Excerpted records:
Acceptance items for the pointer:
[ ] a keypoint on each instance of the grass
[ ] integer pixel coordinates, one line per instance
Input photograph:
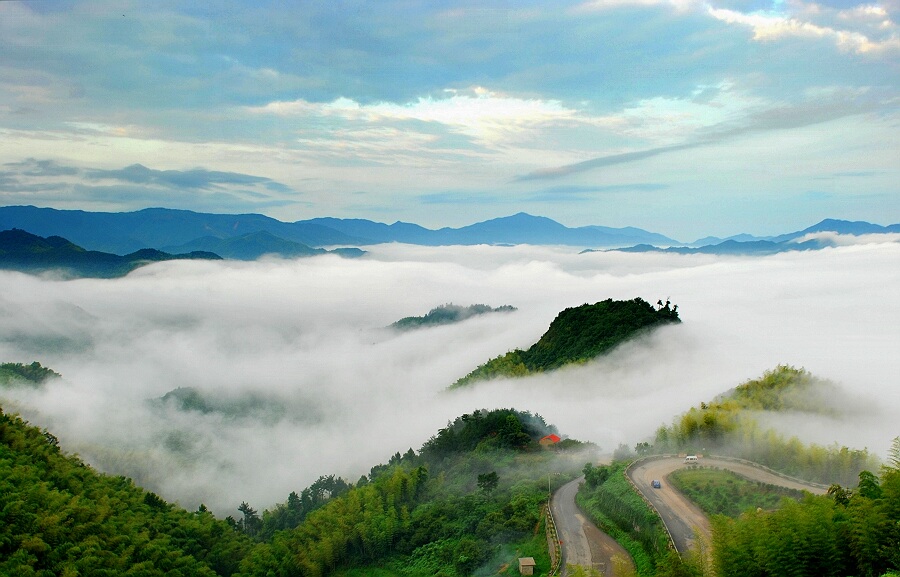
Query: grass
(720, 492)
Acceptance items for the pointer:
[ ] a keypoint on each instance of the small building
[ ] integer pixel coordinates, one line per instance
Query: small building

Prompt: Please print all the entries exactly as written, but drop the pictures.

Task result:
Acceptance items for the pointer:
[ ] a keypoint on each instance of the grass
[ ] integer pixel coordinates, one line per instance
Input photograph:
Query: grass
(720, 492)
Acceptance items for the pointer:
[ ] a keypoint on each instance of the small building
[ ] integer pixel coordinates, one line per instance
Query: small building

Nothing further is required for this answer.